Source records
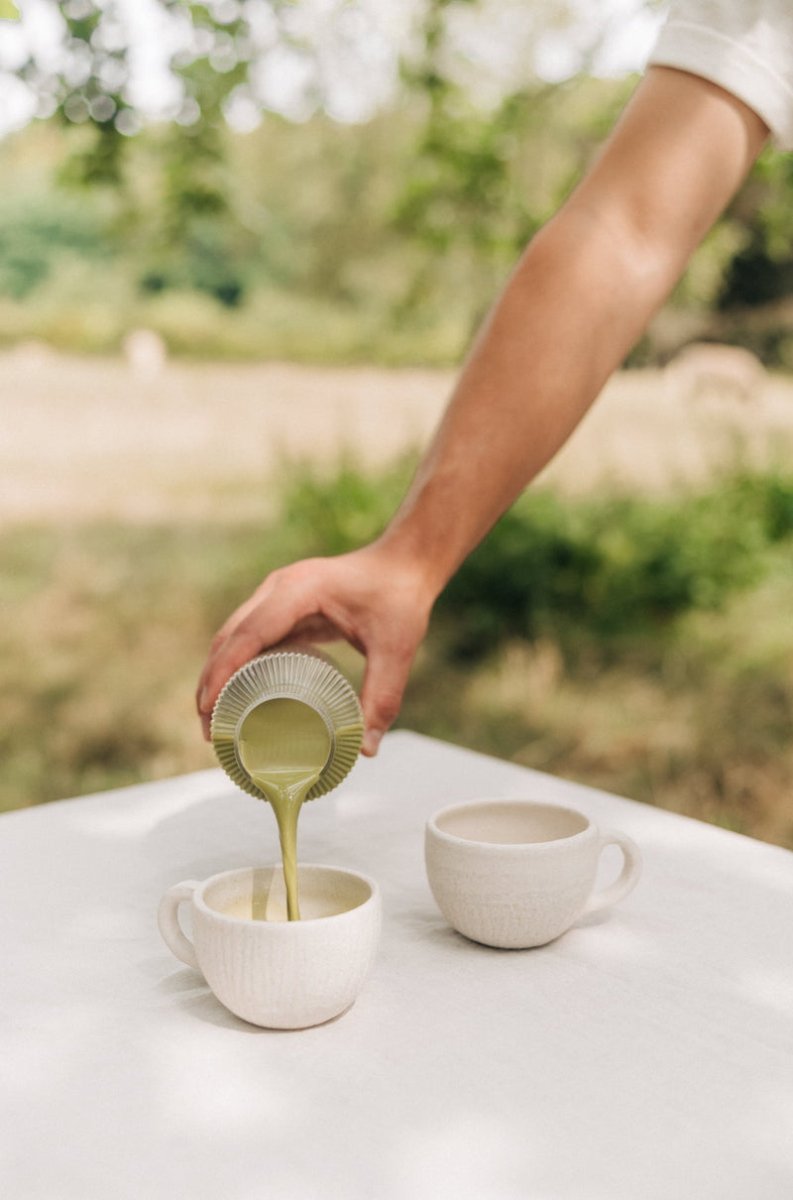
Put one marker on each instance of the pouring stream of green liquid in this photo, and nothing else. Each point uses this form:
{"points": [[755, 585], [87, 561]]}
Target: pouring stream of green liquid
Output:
{"points": [[283, 745]]}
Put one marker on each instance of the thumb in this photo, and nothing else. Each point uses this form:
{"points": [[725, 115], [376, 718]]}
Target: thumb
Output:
{"points": [[384, 683]]}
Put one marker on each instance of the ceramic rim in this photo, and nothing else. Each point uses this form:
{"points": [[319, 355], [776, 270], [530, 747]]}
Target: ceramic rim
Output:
{"points": [[289, 675]]}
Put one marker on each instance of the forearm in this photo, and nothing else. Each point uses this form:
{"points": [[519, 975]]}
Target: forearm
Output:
{"points": [[577, 301]]}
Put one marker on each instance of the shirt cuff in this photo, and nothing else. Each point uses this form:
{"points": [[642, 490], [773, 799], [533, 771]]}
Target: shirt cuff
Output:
{"points": [[732, 66]]}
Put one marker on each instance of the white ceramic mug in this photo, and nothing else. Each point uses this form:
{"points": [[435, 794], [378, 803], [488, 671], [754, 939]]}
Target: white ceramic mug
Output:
{"points": [[516, 874], [283, 975]]}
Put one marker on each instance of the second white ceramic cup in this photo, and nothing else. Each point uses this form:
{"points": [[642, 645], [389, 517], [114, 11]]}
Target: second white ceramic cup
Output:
{"points": [[278, 973], [516, 874]]}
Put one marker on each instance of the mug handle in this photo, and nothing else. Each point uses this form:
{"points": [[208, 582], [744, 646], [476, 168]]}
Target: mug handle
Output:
{"points": [[168, 921], [628, 877]]}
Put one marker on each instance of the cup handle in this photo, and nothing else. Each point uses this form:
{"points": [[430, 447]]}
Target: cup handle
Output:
{"points": [[168, 921], [628, 877]]}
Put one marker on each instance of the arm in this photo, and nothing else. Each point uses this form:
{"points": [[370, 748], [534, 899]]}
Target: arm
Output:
{"points": [[578, 299]]}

What the task requires:
Please update all the entries above, replacing "marker" with "dot" and leaving everything else unchanged. Omit the pictures from your answer.

Task result:
Put one dot on each instance of the pouring stream of green liquid in this photo, and nothing else. Each point uses this form:
{"points": [[755, 585], [87, 561]]}
Target: pouring stream of green liquid
Output:
{"points": [[283, 745]]}
Put one dot on each instance of the thumb in this photo, and nothing else. Each point uses this form:
{"points": [[725, 115], [376, 718]]}
Target: thumb
Output:
{"points": [[384, 683]]}
Put one dot on each instance of the ceramic rim in this photo, and nothing else. Each point uses this form:
{"points": [[319, 355], [776, 270], [530, 747]]}
Target: ceramic rim
Output:
{"points": [[289, 675]]}
Put one dot on each instance of the forearm in this photo, and nothing else. Each point uses this form:
{"points": [[519, 975]]}
Target: forearm
Output:
{"points": [[577, 301]]}
Put one dot on each instance of the shirt cuff in this photo, and nothing else. Each point uses this form:
{"points": [[642, 490], [773, 799], [533, 771]]}
Target: shirt cuff
Output:
{"points": [[732, 66]]}
Put one dot on each instance of the white ceramic mug in this photo, and nothing else. Each point uses this form:
{"points": [[435, 794], [378, 803], [488, 671], [754, 939]]}
Target: white ceramic mug
Output:
{"points": [[516, 874], [283, 975]]}
Put one dot on each instance of the second white ceramic cup in this photo, and nothing else. Each point uses this form:
{"points": [[642, 645], [389, 517], [114, 11]]}
Target: second white ceramic cup
Output:
{"points": [[278, 973], [516, 874]]}
Put one dot on each instance of the mug handle in this photo, and nothing else. Each point uses this form:
{"points": [[208, 582], [744, 646], [476, 168]]}
Target: mug handle
Output:
{"points": [[168, 921], [628, 877]]}
Put one dot on each instance of the cup handle in this photo, and nothing else. Each point uses this form:
{"points": [[430, 447]]}
Target: cup handle
Output:
{"points": [[168, 921], [628, 877]]}
Put one dot on each instance of the arm in this photo, and nothing else. Each point uses this form:
{"points": [[370, 748], [534, 899]]}
Target: arm
Output:
{"points": [[578, 299]]}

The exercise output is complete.